→ WHAT YOU SHOULD DO:
Provide a character-exact reproduction of the lines from the line with "Where can you find the bunch" to the end of the entries.

─── RECORDS FOR PROCESSING

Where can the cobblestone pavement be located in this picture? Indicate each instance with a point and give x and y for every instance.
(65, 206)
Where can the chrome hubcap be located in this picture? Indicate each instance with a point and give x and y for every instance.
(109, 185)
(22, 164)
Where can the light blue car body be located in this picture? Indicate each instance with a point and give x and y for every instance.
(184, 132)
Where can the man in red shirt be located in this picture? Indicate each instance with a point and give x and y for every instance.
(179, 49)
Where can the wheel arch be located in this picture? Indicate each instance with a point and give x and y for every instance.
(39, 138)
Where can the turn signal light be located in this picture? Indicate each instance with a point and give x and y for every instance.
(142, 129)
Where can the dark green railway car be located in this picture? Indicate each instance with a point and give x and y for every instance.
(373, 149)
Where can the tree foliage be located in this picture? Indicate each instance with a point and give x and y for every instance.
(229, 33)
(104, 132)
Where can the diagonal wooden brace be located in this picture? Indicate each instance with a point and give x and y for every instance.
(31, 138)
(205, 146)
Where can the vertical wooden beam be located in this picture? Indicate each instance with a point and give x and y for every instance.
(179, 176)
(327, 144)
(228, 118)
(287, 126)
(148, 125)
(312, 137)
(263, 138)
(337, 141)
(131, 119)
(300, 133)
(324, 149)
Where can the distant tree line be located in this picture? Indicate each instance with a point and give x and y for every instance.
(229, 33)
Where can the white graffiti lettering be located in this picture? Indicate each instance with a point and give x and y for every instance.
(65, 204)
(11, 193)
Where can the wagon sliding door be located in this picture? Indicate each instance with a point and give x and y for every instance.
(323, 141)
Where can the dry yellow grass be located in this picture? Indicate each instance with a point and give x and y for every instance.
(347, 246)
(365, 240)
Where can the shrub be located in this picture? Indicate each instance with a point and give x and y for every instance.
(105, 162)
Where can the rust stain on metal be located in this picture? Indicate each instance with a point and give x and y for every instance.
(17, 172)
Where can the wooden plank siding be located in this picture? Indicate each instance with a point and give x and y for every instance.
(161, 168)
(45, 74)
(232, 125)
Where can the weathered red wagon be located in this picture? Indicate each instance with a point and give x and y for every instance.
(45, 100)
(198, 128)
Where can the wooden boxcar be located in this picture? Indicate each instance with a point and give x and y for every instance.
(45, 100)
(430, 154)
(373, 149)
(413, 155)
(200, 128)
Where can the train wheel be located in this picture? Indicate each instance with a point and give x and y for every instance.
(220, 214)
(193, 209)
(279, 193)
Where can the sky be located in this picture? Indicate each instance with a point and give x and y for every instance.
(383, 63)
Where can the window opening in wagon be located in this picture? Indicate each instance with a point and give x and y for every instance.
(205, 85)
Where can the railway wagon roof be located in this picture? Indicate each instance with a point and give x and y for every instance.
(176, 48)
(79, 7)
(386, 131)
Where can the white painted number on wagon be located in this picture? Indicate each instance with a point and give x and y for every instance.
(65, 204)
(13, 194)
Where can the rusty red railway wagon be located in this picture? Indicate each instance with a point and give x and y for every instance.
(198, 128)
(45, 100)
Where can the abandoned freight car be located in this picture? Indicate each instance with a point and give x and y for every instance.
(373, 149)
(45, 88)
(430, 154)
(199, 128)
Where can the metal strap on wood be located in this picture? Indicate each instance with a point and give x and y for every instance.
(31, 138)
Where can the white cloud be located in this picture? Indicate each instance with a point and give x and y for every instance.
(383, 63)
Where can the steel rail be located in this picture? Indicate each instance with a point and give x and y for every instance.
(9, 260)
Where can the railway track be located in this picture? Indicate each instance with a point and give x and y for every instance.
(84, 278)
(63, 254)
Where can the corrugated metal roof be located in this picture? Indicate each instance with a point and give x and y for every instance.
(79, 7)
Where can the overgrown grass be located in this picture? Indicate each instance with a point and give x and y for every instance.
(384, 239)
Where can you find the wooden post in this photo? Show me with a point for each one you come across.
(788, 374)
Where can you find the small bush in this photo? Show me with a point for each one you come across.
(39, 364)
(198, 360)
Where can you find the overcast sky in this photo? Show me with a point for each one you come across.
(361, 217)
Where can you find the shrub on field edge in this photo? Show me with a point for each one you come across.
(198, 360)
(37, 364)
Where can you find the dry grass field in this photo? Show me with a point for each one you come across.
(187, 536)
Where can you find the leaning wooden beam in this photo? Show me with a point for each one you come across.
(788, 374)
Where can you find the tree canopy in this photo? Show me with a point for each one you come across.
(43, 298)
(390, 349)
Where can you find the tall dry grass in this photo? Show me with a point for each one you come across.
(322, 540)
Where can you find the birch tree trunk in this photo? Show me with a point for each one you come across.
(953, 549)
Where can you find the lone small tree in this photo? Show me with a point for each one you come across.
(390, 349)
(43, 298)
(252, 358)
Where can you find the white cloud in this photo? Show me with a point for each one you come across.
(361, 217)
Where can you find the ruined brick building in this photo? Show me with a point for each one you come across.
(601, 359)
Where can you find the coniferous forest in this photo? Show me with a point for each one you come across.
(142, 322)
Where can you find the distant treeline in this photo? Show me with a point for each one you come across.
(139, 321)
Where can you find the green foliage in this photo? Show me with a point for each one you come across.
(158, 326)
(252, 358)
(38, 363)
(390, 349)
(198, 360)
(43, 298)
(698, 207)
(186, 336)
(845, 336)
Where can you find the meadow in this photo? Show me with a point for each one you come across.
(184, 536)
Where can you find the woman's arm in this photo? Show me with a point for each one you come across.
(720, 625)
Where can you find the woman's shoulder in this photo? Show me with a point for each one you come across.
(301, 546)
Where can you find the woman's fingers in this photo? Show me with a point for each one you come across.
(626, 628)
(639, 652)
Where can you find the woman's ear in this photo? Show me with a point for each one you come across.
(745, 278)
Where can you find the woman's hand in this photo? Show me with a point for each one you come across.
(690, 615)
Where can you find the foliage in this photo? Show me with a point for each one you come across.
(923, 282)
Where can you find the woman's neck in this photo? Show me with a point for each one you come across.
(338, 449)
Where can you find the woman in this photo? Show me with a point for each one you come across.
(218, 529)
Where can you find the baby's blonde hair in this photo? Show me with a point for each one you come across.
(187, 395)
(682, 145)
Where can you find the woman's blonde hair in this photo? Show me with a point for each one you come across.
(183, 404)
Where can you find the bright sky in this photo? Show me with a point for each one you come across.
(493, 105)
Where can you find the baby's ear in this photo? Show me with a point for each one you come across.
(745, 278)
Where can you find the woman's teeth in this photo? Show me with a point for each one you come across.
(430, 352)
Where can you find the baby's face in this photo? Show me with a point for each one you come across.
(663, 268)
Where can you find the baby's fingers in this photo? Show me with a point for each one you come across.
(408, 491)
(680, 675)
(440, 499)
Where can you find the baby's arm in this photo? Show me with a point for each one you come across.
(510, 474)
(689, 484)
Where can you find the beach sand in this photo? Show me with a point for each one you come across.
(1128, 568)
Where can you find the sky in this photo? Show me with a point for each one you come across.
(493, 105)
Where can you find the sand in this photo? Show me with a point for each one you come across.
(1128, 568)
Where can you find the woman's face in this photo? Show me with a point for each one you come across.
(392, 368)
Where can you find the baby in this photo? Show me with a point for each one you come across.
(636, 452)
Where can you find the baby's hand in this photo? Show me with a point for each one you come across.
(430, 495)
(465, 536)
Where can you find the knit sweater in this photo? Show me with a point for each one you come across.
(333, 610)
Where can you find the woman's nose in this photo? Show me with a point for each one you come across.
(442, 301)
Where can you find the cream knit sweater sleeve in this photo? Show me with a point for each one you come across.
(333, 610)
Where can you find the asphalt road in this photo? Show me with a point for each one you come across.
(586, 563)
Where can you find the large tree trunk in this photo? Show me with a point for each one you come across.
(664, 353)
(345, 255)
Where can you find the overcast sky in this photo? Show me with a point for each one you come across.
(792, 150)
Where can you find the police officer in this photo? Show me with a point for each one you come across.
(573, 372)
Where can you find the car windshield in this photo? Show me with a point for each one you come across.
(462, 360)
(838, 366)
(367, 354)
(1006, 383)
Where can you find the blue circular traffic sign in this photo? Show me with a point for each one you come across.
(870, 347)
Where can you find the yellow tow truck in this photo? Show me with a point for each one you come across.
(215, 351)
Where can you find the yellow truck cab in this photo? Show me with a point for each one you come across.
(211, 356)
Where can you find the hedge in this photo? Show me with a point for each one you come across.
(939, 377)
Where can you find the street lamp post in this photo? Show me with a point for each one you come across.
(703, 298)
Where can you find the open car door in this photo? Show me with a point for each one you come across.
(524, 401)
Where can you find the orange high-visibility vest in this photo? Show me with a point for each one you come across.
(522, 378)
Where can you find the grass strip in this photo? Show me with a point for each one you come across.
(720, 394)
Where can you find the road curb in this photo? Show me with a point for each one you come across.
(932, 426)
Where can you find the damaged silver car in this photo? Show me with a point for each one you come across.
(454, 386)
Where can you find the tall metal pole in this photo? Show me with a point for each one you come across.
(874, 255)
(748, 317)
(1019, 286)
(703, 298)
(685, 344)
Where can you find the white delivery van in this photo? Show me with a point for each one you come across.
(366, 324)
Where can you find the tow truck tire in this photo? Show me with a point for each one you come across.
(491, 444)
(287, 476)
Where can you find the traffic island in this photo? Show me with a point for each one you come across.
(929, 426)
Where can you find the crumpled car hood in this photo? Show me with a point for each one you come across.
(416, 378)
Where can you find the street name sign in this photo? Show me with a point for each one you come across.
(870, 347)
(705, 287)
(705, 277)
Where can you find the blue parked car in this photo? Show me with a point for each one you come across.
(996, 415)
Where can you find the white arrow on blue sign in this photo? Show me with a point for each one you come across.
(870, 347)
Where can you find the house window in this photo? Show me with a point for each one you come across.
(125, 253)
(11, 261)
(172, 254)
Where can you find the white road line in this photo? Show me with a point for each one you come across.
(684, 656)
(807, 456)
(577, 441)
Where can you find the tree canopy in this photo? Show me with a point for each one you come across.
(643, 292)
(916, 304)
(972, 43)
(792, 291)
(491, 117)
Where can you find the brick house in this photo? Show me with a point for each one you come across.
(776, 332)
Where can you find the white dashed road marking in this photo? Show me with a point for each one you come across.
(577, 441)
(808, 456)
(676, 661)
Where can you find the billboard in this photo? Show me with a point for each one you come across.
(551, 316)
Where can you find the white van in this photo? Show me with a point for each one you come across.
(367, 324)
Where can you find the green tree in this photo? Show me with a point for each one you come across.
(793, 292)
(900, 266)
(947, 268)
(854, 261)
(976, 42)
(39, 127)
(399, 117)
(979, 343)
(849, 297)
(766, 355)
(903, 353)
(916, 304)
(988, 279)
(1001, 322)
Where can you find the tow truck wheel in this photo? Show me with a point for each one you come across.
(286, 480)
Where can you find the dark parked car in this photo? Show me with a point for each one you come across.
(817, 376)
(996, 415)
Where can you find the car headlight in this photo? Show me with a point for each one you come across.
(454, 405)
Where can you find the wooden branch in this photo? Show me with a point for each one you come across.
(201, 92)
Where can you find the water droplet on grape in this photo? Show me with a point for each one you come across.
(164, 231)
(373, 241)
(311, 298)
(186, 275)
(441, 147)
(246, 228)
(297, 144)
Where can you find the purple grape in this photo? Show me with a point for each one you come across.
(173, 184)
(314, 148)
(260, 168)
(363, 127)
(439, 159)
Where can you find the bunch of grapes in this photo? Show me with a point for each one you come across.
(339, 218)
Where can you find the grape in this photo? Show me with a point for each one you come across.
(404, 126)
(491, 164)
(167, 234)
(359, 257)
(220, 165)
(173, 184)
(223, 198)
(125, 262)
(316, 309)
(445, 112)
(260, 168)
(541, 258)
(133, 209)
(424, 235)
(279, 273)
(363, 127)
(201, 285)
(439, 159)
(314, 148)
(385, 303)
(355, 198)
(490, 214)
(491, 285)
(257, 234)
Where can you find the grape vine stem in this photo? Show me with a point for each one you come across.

──────

→ RESULT:
Where can you find the bunch of grapes in this photo? Show me with a point for each one you come across.
(339, 218)
Where can you find the grape in this photo? Show me with a point for each one you come across.
(404, 126)
(491, 164)
(167, 234)
(359, 257)
(220, 165)
(173, 184)
(223, 198)
(125, 262)
(316, 309)
(445, 112)
(260, 168)
(541, 258)
(133, 209)
(424, 235)
(279, 273)
(363, 127)
(201, 285)
(439, 159)
(314, 148)
(385, 303)
(355, 198)
(490, 214)
(491, 285)
(257, 234)
Where can you find the grape vine stem in this photo? Show me with a point for each one you come across.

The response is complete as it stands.